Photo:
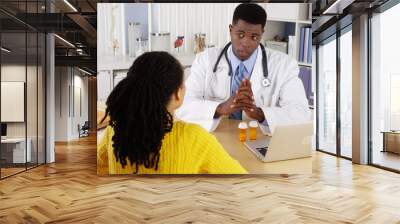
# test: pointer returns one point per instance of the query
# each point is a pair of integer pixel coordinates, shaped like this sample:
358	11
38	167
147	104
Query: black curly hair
137	108
251	13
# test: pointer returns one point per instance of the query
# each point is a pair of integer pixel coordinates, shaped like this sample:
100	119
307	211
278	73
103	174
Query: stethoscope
264	82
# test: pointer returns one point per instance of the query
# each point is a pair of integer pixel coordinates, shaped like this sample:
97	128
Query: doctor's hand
244	100
226	107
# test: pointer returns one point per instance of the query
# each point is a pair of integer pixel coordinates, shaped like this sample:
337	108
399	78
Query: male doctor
245	80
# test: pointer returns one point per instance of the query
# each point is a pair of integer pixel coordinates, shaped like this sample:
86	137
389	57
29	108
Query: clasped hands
242	100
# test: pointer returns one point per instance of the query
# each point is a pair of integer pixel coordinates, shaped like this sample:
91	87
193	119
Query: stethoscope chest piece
265	82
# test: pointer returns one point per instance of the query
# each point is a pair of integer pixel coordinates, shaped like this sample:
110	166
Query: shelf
305	64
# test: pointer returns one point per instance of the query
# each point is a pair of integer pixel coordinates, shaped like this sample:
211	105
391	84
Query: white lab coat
283	102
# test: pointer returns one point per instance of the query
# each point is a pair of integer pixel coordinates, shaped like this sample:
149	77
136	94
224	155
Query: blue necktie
237	79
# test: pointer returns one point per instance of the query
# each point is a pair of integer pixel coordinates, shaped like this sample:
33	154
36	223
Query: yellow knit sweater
187	149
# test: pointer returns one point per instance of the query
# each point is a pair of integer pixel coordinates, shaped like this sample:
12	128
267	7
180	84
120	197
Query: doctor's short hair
251	13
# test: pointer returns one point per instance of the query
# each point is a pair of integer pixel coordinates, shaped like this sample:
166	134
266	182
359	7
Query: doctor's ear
180	93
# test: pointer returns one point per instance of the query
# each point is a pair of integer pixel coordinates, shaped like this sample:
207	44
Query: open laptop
288	142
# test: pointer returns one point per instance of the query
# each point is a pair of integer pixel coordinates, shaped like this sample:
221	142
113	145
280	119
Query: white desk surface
227	134
124	62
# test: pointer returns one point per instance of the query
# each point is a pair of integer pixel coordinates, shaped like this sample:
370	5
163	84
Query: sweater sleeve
102	153
214	158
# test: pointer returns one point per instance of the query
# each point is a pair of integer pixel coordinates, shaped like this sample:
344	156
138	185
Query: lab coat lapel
257	73
221	82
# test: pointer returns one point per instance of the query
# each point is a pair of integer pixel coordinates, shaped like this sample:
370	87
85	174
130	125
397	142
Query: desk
15	148
227	133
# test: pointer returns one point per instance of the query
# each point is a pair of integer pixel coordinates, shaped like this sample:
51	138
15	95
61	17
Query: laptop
288	142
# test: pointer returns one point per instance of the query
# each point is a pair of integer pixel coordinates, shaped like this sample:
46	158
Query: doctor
244	80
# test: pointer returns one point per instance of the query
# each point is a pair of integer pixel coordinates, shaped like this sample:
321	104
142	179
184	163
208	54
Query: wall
71	102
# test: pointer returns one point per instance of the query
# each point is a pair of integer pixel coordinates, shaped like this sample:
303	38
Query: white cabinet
16	147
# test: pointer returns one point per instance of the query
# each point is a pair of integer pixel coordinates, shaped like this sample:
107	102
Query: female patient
142	136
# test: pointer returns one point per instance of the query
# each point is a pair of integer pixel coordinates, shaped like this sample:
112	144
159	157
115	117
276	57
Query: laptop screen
262	151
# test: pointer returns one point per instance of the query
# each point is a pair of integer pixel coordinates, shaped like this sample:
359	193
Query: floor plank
69	191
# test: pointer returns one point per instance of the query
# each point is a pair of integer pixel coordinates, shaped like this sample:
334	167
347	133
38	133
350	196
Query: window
385	89
327	97
346	93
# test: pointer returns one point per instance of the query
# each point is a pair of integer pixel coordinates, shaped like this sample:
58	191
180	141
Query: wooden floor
69	191
387	159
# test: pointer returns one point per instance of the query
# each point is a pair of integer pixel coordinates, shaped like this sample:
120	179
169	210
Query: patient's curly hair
137	108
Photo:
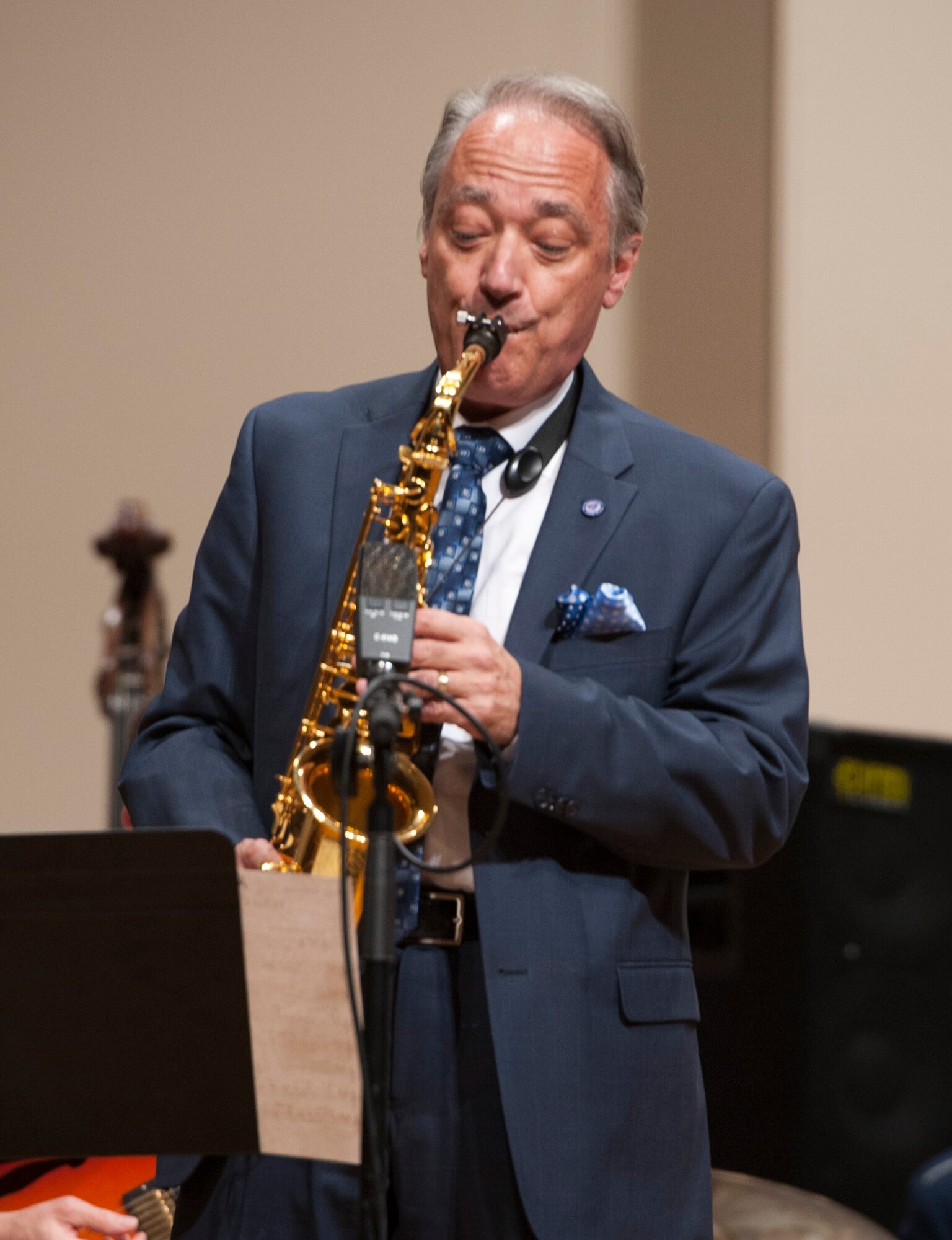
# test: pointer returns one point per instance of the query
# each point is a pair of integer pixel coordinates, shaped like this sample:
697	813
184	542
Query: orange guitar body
101	1181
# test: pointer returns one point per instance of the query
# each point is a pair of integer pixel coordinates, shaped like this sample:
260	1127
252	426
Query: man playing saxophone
627	629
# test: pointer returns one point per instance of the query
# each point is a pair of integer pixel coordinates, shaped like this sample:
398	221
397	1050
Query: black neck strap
526	467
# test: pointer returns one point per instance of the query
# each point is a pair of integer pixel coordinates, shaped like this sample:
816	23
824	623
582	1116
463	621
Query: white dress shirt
509	536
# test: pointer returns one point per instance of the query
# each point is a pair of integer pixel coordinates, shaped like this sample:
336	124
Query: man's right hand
63	1218
253	854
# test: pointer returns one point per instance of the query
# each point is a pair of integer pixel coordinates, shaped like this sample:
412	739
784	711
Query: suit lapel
369	451
570	544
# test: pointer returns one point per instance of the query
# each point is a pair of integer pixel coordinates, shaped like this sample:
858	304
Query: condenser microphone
387	586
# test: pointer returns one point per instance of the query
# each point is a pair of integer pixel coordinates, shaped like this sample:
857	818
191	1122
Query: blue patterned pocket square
607	613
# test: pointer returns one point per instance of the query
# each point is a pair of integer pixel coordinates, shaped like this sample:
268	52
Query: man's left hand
480	674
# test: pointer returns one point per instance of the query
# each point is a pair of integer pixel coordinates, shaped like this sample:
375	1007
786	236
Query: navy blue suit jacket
682	747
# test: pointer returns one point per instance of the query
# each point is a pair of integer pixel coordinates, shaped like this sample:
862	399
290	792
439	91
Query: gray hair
570	99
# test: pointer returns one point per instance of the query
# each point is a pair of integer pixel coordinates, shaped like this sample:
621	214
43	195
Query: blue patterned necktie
451	582
458	538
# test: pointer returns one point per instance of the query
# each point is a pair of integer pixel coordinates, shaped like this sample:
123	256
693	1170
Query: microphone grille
389	571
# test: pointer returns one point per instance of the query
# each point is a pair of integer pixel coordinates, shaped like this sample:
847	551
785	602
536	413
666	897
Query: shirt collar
519	426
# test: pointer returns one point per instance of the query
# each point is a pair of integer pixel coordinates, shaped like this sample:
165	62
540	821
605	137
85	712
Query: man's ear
622	271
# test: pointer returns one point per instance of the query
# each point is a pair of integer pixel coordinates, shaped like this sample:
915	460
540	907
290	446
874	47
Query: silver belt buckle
458	900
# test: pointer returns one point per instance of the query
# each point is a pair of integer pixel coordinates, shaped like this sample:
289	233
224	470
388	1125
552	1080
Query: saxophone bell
307	828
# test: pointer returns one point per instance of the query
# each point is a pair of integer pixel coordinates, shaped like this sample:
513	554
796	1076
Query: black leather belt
447	919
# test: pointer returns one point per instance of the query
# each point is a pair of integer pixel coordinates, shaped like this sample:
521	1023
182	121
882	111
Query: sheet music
307	1068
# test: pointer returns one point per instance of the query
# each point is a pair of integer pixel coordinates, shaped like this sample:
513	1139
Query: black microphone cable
376	1140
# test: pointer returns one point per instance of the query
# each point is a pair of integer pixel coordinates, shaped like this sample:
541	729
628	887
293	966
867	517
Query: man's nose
501	278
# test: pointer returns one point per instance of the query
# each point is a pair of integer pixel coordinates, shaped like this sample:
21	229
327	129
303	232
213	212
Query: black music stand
123	1010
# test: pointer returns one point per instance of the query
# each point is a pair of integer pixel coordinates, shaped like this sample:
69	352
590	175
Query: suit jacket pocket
577	654
651	994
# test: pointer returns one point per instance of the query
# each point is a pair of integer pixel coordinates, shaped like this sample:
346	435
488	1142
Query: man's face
521	229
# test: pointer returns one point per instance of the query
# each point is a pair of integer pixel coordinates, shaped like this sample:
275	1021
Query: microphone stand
379	954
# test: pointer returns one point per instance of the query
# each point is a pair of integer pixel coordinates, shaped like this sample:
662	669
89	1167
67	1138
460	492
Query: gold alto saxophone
307	829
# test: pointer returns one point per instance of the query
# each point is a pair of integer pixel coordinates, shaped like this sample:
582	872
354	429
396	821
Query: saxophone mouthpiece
490	334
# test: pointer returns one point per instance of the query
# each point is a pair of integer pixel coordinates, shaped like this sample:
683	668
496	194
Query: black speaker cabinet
826	980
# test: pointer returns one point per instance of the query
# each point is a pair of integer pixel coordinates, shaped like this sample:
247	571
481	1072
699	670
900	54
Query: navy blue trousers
452	1171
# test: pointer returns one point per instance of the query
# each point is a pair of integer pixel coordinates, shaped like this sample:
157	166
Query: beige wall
863	342
205	205
705	286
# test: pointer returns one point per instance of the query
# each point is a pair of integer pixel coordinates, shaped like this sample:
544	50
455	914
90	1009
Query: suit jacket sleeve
715	777
192	763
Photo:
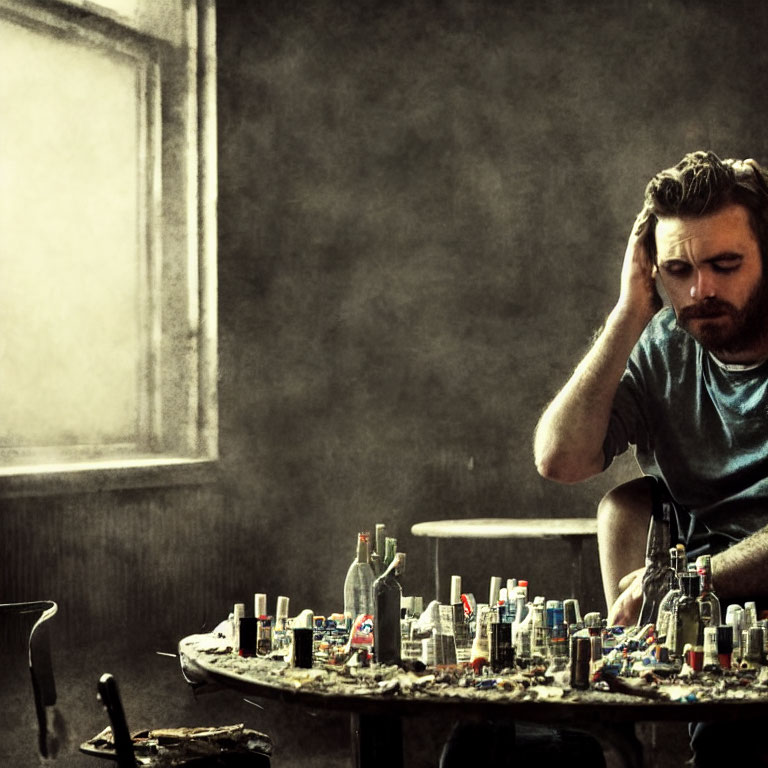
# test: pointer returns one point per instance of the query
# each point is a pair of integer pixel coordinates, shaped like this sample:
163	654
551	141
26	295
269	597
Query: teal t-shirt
697	425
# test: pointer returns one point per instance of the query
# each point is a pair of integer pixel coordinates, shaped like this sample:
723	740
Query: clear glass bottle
387	595
358	585
686	623
677	566
709	604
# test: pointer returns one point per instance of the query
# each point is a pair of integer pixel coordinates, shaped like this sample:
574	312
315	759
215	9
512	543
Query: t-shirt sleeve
628	424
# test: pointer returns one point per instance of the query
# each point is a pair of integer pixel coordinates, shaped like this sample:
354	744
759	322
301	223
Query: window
107	234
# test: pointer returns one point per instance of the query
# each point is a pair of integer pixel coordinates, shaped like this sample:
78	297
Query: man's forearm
570	434
742	570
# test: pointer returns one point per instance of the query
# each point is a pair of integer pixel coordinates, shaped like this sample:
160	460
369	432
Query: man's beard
747	329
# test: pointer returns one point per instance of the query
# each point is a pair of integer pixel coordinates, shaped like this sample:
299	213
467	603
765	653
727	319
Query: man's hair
701	184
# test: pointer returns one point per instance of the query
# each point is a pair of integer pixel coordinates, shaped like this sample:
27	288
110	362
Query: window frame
180	414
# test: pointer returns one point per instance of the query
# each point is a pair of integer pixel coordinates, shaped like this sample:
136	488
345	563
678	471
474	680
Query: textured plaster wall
422	216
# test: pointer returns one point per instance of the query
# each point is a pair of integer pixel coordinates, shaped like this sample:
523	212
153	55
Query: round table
575	529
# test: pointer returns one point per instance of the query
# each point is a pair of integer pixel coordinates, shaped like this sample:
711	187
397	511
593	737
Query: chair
50	723
226	747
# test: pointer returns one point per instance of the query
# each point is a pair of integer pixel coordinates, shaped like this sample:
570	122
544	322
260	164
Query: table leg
377	741
623	739
436	560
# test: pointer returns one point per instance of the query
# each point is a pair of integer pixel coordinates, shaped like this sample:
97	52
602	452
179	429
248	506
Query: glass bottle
685	622
387	595
677	566
709	604
655	576
358	597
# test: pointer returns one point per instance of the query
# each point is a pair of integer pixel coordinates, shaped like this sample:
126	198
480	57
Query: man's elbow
564	468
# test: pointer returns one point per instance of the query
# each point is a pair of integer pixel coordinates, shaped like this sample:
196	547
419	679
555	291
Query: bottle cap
689	584
455	589
259	604
493	592
724	638
281	612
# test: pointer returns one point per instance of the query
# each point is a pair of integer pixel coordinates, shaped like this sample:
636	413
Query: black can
302	647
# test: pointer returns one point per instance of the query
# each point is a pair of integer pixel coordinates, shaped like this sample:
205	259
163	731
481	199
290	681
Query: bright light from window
70	347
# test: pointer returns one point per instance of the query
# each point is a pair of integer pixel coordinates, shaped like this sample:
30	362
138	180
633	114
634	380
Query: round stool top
507	528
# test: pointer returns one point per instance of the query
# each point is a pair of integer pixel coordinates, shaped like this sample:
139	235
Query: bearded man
686	385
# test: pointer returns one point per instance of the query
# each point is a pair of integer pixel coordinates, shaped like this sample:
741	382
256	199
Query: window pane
70	256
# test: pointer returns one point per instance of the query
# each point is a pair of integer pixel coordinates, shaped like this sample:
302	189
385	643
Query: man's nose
703	286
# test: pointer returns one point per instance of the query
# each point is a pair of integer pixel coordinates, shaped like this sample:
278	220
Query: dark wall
423	207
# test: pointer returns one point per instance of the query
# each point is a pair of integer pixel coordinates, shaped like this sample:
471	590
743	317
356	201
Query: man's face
710	267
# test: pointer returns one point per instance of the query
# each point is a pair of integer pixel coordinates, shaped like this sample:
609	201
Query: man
687	385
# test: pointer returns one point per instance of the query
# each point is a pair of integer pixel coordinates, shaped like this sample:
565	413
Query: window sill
100	476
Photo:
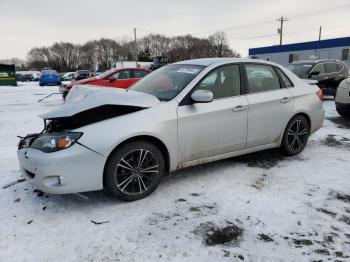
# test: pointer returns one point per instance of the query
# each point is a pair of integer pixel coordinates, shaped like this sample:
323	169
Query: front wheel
295	136
134	170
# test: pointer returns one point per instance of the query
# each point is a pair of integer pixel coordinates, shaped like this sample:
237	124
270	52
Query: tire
124	178
295	136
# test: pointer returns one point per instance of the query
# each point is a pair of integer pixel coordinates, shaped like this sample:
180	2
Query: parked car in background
120	78
181	115
81	74
342	98
69	76
328	72
36	77
49	77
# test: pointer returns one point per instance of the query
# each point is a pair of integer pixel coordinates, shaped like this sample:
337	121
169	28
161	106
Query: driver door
217	127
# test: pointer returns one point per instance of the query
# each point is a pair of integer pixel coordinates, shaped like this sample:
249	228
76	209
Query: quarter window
319	68
125	74
261	78
223	82
331	68
285	79
345	54
340	67
139	73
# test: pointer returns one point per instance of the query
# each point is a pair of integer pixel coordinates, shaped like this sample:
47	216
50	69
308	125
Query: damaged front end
86	105
57	133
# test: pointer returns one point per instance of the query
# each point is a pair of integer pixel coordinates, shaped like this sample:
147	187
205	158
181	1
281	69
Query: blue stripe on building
329	43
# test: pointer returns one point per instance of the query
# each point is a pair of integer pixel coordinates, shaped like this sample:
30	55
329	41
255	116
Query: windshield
300	69
49	72
168	81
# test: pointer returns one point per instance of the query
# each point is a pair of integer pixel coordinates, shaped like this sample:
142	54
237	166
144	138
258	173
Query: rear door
270	104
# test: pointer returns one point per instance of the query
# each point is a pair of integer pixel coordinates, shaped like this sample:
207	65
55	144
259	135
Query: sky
247	23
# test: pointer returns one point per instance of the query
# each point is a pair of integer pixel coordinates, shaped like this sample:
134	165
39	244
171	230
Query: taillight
319	93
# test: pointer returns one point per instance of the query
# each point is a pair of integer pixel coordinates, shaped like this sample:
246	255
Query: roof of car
209	61
315	61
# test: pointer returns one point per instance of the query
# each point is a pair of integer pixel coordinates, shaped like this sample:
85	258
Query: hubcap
297	135
136	172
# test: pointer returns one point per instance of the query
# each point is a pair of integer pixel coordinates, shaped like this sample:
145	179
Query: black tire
295	136
127	179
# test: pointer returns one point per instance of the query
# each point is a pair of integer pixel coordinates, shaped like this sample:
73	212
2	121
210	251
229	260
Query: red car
120	78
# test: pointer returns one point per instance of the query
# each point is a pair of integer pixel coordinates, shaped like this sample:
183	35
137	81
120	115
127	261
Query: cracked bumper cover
75	169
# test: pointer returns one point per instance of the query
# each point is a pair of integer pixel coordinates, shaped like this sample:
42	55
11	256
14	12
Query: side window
261	78
340	67
125	74
139	73
223	82
331	68
345	54
285	79
319	68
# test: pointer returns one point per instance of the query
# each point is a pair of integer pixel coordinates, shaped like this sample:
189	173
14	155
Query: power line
280	30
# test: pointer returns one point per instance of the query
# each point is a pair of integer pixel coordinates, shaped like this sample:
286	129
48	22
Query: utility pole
135	48
280	30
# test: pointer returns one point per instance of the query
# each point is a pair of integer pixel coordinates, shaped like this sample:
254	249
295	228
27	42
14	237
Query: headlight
57	141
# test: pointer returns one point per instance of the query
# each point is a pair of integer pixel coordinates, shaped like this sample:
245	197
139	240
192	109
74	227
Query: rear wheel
134	170
295	136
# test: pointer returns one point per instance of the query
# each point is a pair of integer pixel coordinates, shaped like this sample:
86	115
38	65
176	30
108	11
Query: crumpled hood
85	97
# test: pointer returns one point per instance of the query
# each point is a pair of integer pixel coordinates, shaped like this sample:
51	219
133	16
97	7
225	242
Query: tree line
65	56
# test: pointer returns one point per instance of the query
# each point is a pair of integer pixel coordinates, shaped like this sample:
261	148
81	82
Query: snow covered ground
259	207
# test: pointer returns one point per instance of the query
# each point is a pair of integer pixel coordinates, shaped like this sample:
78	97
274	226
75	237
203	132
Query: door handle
285	100
239	108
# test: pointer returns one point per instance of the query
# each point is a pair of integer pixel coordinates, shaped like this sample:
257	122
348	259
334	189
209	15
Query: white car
342	98
181	115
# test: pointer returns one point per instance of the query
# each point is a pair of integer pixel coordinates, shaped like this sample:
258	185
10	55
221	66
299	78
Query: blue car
49	77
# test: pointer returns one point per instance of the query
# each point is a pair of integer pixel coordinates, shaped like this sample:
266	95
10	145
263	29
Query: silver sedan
181	115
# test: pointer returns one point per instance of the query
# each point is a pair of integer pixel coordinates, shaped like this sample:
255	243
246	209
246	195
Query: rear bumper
72	170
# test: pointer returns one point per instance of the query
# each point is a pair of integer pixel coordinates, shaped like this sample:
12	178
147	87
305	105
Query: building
337	48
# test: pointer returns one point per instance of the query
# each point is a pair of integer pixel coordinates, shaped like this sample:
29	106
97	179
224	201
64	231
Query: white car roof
223	60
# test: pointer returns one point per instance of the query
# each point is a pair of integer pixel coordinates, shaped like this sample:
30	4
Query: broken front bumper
75	169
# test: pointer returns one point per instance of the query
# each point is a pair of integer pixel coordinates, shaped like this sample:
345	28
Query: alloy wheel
297	135
136	172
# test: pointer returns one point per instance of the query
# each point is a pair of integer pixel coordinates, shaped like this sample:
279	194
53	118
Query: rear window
331	68
49	72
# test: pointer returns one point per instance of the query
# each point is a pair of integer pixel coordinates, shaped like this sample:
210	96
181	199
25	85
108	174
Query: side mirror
202	96
314	73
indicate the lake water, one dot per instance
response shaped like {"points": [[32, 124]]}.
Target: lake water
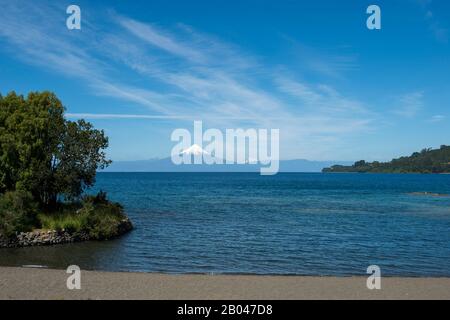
+-------+
**Directions:**
A single figure is the whole answer: the number of lines in the material above where the string "water" occurs.

**Task answer:**
2